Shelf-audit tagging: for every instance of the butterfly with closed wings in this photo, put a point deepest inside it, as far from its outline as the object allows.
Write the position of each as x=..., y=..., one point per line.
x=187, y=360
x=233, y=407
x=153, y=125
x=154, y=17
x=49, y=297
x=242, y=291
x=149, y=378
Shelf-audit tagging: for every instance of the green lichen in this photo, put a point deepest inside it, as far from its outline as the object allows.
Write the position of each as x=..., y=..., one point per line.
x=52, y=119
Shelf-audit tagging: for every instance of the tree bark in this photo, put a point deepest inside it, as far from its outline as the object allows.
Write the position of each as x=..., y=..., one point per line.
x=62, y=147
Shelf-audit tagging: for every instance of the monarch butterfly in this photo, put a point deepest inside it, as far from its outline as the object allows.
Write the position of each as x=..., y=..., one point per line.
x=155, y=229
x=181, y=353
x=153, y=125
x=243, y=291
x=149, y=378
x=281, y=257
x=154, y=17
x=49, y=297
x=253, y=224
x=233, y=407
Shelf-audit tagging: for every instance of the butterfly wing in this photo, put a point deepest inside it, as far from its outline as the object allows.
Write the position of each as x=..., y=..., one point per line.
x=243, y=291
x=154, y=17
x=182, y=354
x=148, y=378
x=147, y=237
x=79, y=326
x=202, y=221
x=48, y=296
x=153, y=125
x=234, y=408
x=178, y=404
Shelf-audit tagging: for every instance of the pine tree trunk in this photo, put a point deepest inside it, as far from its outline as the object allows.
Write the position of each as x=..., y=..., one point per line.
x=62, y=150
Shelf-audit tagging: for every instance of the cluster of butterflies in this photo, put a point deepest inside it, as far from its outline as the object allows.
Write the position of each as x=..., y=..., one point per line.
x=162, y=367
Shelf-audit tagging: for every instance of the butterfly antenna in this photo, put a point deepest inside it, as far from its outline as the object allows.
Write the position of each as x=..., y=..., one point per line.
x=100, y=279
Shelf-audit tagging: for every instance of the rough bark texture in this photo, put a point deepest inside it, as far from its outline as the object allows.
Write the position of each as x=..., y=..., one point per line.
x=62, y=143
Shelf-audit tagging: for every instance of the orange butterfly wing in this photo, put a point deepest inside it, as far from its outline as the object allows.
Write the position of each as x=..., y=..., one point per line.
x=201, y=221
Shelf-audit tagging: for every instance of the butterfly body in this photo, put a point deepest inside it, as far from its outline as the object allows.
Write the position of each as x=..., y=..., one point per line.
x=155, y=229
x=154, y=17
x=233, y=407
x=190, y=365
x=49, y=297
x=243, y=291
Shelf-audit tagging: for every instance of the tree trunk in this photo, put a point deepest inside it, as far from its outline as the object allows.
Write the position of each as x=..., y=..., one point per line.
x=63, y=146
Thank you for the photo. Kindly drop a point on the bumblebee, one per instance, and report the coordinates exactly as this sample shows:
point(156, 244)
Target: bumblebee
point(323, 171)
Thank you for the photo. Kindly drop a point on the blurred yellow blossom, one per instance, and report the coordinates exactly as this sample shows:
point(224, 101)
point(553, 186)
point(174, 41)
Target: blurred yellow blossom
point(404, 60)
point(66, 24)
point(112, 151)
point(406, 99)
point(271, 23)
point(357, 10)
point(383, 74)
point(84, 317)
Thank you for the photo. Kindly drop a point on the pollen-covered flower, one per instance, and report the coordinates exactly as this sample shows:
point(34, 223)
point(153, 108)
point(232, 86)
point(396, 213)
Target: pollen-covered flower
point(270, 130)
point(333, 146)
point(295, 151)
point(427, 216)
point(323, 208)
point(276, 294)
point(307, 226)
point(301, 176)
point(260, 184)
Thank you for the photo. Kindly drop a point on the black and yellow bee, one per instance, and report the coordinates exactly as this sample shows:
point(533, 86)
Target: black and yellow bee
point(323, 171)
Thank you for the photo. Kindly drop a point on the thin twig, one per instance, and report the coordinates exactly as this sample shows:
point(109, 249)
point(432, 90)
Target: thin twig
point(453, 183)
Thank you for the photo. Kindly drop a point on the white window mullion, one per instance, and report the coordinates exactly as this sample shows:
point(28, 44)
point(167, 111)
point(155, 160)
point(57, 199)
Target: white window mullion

* * *

Task ->
Rewrite the records from the line with "Shelf-audit tagging: for every instance of the tree trunk" to the line with "x=63, y=146", both ends included, keeping the request lines as they are and rescaling every answer coordinate by 0.7, rounded to the nearest whole number with halves rounded up.

Written answer ->
Shelf-audit tagging: for every instance of the tree trunk in this photo, put a point deepest inside it, as far from its outline as the object allows.
Write the position of each as x=..., y=..., one point per line.
x=44, y=102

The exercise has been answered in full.